## Письменное задание A:
Какие две фразы Сергей Шакуров произносил в спектакле «Смерть Ивана Грозного», если судить по интервью с ним?
## Письменное задание B:
Продолжите интервью с Сергеем Шакуровым, начиная сразу после его последней реплики.

## Статья:
○ ○ ○ ○ ○ ○ ○

Сергей Шакуров, титан отечественного кино, став звездой еще в 1970-е, переживает очередную волну популярности. В интервью ЧТИВУ он рассказал о легендарных проектах и о своей Москве, которая за последние полвека и поменялась, и осталась неизменной.
Сергей Минаев: Когда вы впервые ощутили славу? После того как вышел «Свой среди чужих»?
Сергей Шакуров: Нет. Когда сыграл шута у Леонида Хейфеца в Театре Советской армии.
хлопковая сорочка, ZEGNA
шерстяные брюки, LANEUS
(все — ЦУМ)
В театре?
Да. Театр-то большой. Громадный театр! И спектакль «Смерть Ивана Грозного» пользовался чумовой популярностью.
Это там, где вы «колесом» ходили за царем?
Да-да. Это Лёня Хейфец узнал, что я мастер спорта по акробатике. Моя первая роль — я тогда был в армии. Мы являлись военнослужащими, должны были ходить в форме, пострижены под машинку, ездили на сборы. Коль он мне предложил, я говорю: «Леонид Ефимович, извините, то, как репетирует другой артист, я не буду делать, я что-нибудь другое, свое сделаю». И я придумал всю эту акробатику.
Сколько вам лет тогда было?
1965-й — получается, 23 года.
То есть вы, молодой пацан, говорите режиссеру: «Я вот так вижу, я сейчас вот так сделаю».
И он согласился. Видимо, понял. Вообще, эта работа послужила началом нашей крепкой дружбы, которая и сегодня продолжается в его детях, — меня связывают добрые отношения с Ольгой, его дочерью.
Как тогда слава выглядела?
Спектакль пользовался диким спросом. От Театра Армии никак не ожидали по тем временам такой постановки, еще и про царя с вечной темой — борьба за власть. Это был безумный, мощный спектакль! Конечно, ломились студенты, а им даже в таком громадном зале не хватало места. Пускали их бесплатно, они сидели на ступеньках. Приглашали знаменитых людей, генералов, министров. И потом шли в банкетный зал отмечать почти после каждого спектакля. Меня, как солдата-срочника, туда не допускали, но я был безумно горд быть причастным к славе Попова, Сумбаташвили. Только спектакль, сцена может так объединять. Я в полной мере разделял успех общего дела, не будучи заслуженным или народным. Ничего подобного в своей дальнейшей творческой жизни я не испытывал. Нас четверых выдвинули на Госпремию. Хотя у меня на весь спектакль было две фразы — «Да здравствует царь Федор Иоаннович!» и «Да здравствует боярин Годунов!». Я залезал наверх и их орал. Это был финал спектакля. Всё! Остальное была физика, которую я придумал.
А что на улицах? Люди стали узнавать?
На улицах — нет. У нас огромная страна. Узнавание приходит через экран.

○ ○ ○ ○ ○ ○ ○

## Исходные данные:
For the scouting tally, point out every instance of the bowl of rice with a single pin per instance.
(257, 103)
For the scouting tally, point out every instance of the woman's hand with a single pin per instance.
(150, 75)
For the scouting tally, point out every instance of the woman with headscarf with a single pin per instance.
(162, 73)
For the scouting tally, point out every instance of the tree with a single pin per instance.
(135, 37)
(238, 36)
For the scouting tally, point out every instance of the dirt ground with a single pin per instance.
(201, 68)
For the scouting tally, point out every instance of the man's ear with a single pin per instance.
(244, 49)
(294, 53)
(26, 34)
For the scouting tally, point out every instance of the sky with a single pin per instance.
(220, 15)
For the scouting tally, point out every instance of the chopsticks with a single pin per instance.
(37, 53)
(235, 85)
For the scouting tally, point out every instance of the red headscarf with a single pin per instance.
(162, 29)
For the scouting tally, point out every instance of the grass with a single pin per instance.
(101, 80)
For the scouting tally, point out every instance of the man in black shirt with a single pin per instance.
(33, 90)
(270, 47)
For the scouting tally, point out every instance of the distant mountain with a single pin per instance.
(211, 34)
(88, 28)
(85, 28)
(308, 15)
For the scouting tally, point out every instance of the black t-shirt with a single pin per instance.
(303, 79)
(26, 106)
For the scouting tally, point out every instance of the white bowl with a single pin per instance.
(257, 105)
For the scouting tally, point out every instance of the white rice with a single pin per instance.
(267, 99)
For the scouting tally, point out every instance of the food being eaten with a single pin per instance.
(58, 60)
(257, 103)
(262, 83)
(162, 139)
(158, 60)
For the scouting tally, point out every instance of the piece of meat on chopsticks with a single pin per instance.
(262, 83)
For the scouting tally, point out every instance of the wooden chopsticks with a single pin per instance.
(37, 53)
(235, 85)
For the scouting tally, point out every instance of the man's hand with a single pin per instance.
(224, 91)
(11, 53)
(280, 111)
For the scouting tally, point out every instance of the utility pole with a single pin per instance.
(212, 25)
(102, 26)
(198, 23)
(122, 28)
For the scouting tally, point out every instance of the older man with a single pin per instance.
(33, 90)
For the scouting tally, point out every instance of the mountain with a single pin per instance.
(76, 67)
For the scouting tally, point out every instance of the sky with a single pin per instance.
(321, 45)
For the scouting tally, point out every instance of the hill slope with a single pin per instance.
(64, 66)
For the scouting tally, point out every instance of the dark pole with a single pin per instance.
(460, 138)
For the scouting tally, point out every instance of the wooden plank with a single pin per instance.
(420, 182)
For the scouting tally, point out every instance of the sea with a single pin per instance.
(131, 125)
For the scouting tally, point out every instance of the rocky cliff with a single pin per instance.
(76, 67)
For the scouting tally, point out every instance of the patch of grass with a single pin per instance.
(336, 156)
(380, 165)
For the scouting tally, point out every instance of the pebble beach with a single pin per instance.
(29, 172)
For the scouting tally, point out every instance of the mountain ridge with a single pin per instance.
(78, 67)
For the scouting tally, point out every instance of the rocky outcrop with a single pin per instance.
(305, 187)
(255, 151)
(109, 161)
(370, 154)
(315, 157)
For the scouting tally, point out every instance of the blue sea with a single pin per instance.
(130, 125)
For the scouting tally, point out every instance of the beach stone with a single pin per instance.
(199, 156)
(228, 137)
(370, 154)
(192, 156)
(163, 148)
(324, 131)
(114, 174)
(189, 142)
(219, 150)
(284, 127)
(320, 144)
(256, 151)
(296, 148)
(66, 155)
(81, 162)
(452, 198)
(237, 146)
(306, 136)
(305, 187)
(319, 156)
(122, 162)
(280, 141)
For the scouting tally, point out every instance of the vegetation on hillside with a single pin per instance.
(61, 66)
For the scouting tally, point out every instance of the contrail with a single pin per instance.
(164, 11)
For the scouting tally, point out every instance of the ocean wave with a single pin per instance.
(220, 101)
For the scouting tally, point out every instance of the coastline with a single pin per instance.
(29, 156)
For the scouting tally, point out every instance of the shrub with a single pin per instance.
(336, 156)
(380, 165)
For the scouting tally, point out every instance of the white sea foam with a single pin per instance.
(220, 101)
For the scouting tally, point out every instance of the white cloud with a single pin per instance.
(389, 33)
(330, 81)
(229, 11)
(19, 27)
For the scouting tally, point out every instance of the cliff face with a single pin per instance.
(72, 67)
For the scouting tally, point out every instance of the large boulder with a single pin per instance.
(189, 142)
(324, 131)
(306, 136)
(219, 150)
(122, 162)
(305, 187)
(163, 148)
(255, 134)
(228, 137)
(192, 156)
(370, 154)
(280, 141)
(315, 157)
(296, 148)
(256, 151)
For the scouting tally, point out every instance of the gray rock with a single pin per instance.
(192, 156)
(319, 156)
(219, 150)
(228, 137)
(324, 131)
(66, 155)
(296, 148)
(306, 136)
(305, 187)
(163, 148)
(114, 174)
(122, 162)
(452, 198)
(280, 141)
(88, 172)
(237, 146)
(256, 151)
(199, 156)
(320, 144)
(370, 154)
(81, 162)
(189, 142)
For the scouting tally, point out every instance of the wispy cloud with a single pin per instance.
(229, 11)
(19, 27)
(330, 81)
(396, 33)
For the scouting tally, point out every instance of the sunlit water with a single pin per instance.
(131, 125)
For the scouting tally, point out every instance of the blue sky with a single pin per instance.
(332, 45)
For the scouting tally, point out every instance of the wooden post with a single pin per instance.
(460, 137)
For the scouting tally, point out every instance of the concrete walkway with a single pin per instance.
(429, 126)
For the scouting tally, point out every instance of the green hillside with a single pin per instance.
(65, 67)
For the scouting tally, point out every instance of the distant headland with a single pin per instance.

○ ○ ○ ○ ○ ○ ○

## Правильный ответ A:
«Да здравствует царь Федор Иоаннович!» и «Да здравствует боярин Годунов!»

## Правильный ответ B:
Как вы вообще попали в эту ситуацию, в театр? Вот вы растете на Арбате, в обычном московском дворе.
Да, в обычной коммуналке. Соседи — добрые, прекрасные люди. Летом выносили во двор столы, вместе справляли праздники — Пасху, 1 Мая, День Победы. Сестра меня маленького брала на плечи, когда мимо нашего дома шла демонстрация на Красную площадь. И так я рос, мальчишкой босым в трусах бегал под дождем. За забором был котлован от Храма Христа Спасителя — бассейн тогда еще не построили. Мы пацанами в этом котловане купались, а нас гоняли сторожа, стреляли мелкой дробью, солью. Но мы все равно купались. В теплые дни уходили на Москву-реку. Самая клевая история была — проплыть перед речным трамвайчиком, как можно ближе его подпустить.
Еще я обожал пионерские лагеря: футбол, шкоды, драки подушками и все остальное. И как-то мы играли в футбол, и пионервожатый говорит: слушай, а ты хорошо двигаешься, давай мы тебя в секцию отведем. Мы приехали в Москву, и он за руку отвел меня на Стадион юных пионеров. Там была студия акробатики в часовне — стадион уже разрушили, а часовня сохранилась до сих пор. Я начал заниматься и очень быстро пошел по разрядам — 3-й, 2-й, 1-й. В 18 лет стал самым молодым мастером спорта Советского Союза по акробатике.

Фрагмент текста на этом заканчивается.